The goal of optimal control is broadly similar to RL in that it aims to
optimize some expected reward function by optimizing action selection for
implementation in the environment.

The difference is the optimal control does not seek to learn either a
representation or a policy in real-time -- it assumes both are known a priori.

Both can be thought of as containing hidden Markov models, though in optimal
control the transition functions are assumed to be known whereas in RL they
are unknown.

Another difference is that in control theory, we assume there is always a
model -- though some models are implicit. You see, control algorithms either
assume that the environment is explicitly characterized (model-based, like
MPC), or that the controller contains an implicit model of the environment
(internal model control principle, i.e. we adjust tuning parameters in PID
control... there's no explicit model, but a correctly tuned controller behaves
like a model-inverse/mirror of reality). In either of these cases, either the
implicit or explicit model are arrived at before hand -- once deployed, no
learning or continual updating of the controller structure is done.

■ **What you will do**:
1. Transcribe the portion of the optimal control passage starting with "Both can be" and going on through "are unknown.".
2. Answer these questions from the optimal control passage:
(a) What does optimal control assume about the representation and the policy?
(b) Does the passage describe the transition functions in RL as known or unknown?
(c) What does the passage name as an example of a model-based control algorithm?

■ **Excerpted records**:
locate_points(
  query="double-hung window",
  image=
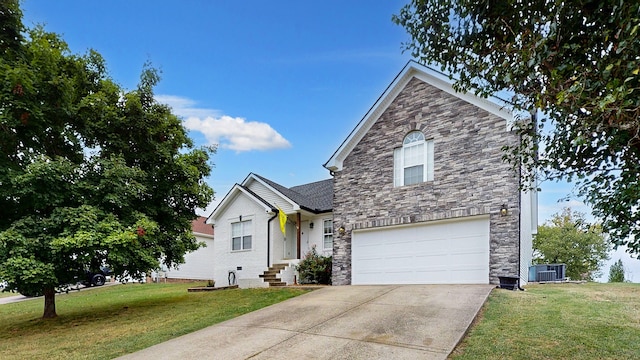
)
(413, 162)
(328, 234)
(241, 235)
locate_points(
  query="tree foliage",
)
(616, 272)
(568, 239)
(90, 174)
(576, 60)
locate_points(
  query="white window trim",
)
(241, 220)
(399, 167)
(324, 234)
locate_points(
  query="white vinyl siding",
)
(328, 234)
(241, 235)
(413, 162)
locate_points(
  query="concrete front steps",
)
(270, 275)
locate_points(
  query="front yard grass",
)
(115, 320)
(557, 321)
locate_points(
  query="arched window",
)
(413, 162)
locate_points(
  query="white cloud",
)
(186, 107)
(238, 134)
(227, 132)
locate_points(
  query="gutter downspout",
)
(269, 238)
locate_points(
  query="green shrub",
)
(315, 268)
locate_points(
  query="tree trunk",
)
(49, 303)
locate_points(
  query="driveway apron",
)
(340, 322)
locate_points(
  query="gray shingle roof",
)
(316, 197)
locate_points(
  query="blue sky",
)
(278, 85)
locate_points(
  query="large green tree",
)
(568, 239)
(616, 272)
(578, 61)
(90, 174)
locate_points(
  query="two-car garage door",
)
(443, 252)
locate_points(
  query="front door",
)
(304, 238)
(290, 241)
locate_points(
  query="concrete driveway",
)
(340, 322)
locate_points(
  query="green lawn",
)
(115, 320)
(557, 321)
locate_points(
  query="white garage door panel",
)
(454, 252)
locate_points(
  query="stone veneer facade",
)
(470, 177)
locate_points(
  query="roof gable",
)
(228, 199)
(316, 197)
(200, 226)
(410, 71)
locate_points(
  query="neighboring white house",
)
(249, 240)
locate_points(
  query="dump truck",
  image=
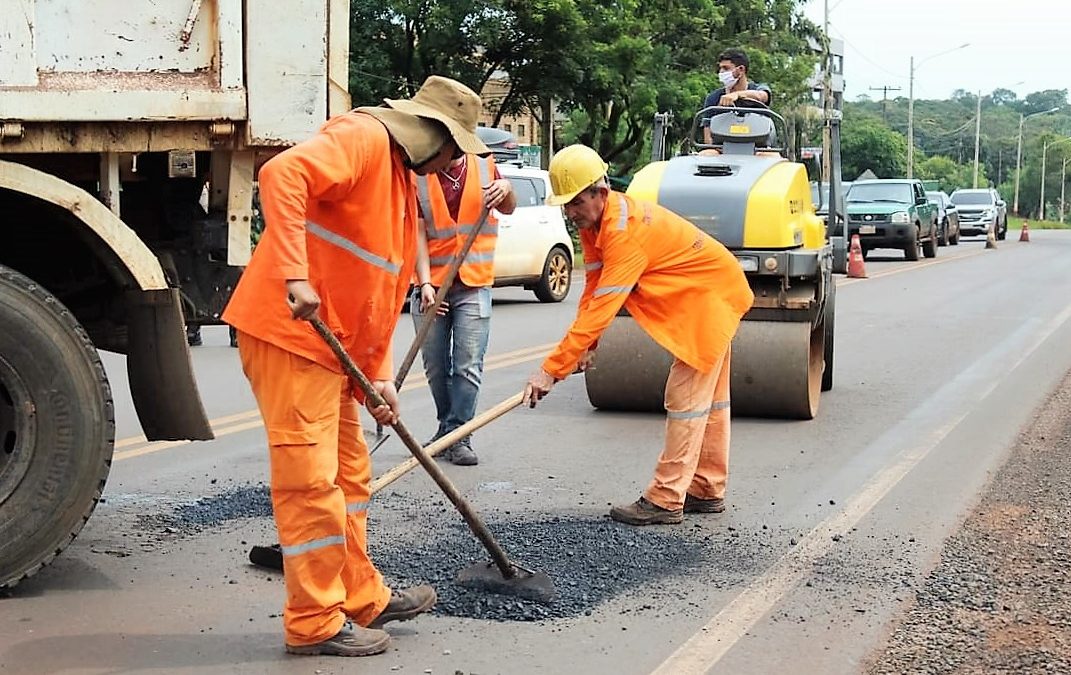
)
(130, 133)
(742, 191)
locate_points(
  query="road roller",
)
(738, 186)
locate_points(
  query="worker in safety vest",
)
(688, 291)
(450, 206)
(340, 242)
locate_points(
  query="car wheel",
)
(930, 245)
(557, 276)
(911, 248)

■ **Answers for the exercise**:
1.
Both can be thought of as containing hidden Markov models, though in optimal
control the transition functions are assumed to be known whereas in RL they
are unknown.

2.
(a) It assumes both are known a priori.
(b) Unknown.
(c) MPC.